# [抜粋本文]
┏━━
湯煙の向こうに自分が見える
  (北陸・中部・四国・中国・九州編)



(富山県)宇奈月温泉 宇奈月温泉会館




(富山県)黒薙温泉

 春先5月初め、雪解けの黒部渓谷へ向かうトロッコ電車から、一筋の黒いパイプが
斜面に添って見えた。車内の案内アナウンスから、

「麓の宇奈月温泉の湯は、このパイプを通って黒薙温泉から引いているんですよ」

と説明が聞こえてきた。

「黒薙温泉、そんなに湯の沸き出す量が多いの?」

トロッコ電車を降りて、山をくりぬいたトンネルを突っ切り、深い渓谷沿いの道を
歩くと、その突き当たりに「黒薙温泉」と書かれた看板。そこが一軒家の宿。

「よくまあ、こんな険しいところに宿を建てたもんだなあ」

と、感心しきり。


雪解けの水のような透明で湯量も豊富。開け放った浴室の窓から、ごんごんと音を
立てて流れる雪解けの水音が勢い良く飛び込んでくる。

「どこからですか?」

と、山登りで立ち寄った若者に声をかけられ、

「そうですか。温泉を回っていらっしゃるのですね。それなら燕温泉に一度ぜひ入
  って見てください。良い湯ですから・・・。」

深い山懐に沸き出した湯、冬の間のっそりと積もった厚い雪の層が岩のよう。手を
のばして届くところまで迫ってくる。滝つぼに流れ落ちる轟きとともに、露天の湯に
体も心も手放しで浸かった。
┗━━
領域アノテーション項目
┏━━
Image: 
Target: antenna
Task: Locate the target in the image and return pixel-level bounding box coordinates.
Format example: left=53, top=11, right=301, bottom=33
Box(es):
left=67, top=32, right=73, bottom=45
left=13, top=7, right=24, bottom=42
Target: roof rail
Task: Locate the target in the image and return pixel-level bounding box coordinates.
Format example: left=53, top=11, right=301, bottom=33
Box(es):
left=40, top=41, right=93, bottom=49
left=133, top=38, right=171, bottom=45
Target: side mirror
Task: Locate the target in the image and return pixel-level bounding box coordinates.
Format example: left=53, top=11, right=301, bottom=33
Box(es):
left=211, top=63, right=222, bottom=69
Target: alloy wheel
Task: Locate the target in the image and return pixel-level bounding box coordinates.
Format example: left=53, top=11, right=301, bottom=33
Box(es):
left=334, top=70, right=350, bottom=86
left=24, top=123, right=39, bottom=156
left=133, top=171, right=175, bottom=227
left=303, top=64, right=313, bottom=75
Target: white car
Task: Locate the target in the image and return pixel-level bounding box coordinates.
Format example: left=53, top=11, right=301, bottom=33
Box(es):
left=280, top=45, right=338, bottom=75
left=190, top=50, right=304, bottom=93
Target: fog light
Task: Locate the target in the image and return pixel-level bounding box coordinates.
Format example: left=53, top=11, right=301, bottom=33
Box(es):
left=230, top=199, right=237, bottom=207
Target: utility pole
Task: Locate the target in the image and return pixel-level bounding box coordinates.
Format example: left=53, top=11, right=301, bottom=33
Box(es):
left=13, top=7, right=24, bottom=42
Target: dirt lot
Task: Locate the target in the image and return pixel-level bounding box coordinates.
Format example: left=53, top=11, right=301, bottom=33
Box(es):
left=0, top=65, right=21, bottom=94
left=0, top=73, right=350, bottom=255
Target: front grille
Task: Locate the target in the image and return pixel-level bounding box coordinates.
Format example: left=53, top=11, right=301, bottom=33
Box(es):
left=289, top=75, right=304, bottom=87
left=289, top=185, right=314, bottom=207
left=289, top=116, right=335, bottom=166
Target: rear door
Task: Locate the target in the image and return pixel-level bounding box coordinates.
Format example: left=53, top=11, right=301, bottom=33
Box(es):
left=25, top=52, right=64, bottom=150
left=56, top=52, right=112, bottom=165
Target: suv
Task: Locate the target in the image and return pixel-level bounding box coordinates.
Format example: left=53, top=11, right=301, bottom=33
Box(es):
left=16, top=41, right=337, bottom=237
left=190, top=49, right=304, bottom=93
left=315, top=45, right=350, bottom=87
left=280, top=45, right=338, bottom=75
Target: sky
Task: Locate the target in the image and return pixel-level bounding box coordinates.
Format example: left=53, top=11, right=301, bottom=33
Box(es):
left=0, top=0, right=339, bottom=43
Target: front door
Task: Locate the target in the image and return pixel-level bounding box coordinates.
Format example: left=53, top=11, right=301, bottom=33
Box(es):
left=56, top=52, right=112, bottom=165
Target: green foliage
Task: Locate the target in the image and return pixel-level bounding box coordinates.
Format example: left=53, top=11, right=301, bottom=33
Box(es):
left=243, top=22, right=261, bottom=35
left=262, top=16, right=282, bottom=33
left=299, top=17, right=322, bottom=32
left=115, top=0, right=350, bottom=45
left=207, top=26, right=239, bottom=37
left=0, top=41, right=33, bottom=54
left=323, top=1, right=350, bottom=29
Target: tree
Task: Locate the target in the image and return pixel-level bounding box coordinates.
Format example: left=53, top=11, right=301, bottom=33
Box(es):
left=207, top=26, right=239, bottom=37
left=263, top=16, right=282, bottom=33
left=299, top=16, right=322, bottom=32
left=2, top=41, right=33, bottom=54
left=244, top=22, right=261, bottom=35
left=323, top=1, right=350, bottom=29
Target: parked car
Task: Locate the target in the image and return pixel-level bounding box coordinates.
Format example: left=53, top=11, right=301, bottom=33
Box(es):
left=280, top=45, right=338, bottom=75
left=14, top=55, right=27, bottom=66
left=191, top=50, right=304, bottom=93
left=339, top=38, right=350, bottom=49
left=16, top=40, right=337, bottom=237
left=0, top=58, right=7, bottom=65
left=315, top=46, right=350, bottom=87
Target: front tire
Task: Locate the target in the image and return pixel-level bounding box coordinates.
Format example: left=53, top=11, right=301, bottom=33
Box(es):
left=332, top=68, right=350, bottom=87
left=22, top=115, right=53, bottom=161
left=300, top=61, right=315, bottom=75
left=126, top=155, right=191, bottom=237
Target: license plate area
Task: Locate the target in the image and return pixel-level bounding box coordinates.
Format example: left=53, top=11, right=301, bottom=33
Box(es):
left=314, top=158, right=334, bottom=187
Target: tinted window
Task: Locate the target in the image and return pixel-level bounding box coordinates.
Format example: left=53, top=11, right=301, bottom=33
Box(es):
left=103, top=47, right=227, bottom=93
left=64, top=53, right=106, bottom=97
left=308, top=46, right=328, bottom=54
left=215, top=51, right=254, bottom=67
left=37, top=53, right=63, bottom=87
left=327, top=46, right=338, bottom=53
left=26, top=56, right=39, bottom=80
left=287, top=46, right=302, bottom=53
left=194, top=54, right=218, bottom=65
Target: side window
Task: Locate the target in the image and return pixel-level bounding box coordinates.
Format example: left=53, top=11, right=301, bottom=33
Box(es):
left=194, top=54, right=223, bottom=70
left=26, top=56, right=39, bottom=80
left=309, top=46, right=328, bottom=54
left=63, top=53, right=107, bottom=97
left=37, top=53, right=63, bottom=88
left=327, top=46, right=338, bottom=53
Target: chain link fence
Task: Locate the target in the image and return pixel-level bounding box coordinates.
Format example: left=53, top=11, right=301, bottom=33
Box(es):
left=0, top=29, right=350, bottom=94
┗━━
# [課題一覧]
(1) 温泉紀行文のうち、「と説明が聞こえてきた。」で始まり「立てて流れる雪解けの水音が勢い良く飛び込んでくる。」に至るまでの部分を、一字も変えずに書き写せ。
(2) 温泉紀行文の最後の文の後から、続きを書き継げ。
このデータは参照しなくてよい。

# [課題別の結果]
(1)
と説明が聞こえてきた。

「黒薙温泉、そんなに湯の沸き出す量が多いの?」

トロッコ電車を降りて、山をくりぬいたトンネルを突っ切り、深い渓谷沿いの道を
歩くと、その突き当たりに「黒薙温泉」と書かれた看板。そこが一軒家の宿。

「よくまあ、こんな険しいところに宿を建てたもんだなあ」

と、感心しきり。


雪解けの水のような透明で湯量も豊富。開け放った浴室の窓から、ごんごんと音を
立てて流れる雪解けの水音が勢い良く飛び込んでくる。

(2)
「ただただ、自然とともにあるんだなあ・・・」




(富山県)小川元湯温泉 露天風呂

(石川県)山代温泉 共同浴場「山代温泉湯殿」
(石川県)山中温泉 共同浴場「菊の湯」
(石川県)珠洲温泉 見付荘




(石川県)和倉温泉 共同浴場

 能登半島の真ん中、そこに和倉温泉はある。

「いっらしゃいませ」

と、きっちり髪を結い、着物を着こなした女将さん。大きな旅館が立ち並んでいる。

駐車している車をみて、中部・関西のナンバーが多い。

「なるほど、東京からの交通の便と比べると、そうなるかなあ」

とっても立派過ぎる温泉宿の構えに、立ち寄りの湯をいただくという雰囲気でない
ことを察知してしまった。どこか、庶民の・・・と探し回るうちに、海に近い生活の
場所に共同浴場を見付け入った。
ここは、漁師さんの湯といった雰囲気の生活感いっぱいのところ。なみなみと熱い
湯が湯舟にあふれ、その湯量の多さに感激。ちょっと、出口から流れる湯を口にいれ
ると、それは海水そのものが熱く沸き出したような感じの湯。

「しょっぱいなあ。人生のしょっぱさを味わった顔が、いっそうつやつやと元気な
  頼もしい顔つきを作ったのかなあ」



(岐阜県)下呂温泉 クアガーデン露天風呂
(岐阜県)新穂高温泉 かるかや温泉(露天風呂)
(岐阜県)新穂高温泉 村営新穂高温泉アルペン浴場
(岐阜県)福地温泉 民族資料館の露天風呂

(兵庫県)湯村温泉 共同風呂




(愛媛県) 道後温泉 本館

 夏目漱石の小説「ぼっちゃん」の中にでてくる温泉。
時代を感じる木造の建物、そして部屋。その雰囲気に囲まれながら、心の中が“ぼ
っちゃん”になってしまった。

湯上がりで、タオルで体を拭いているうちに、

 「お茶どうぞ」

と、声を掛けるものがいる。

見ると、大きなやかんにたっぷりと湯が沸いている。そして、若い方(学生さん?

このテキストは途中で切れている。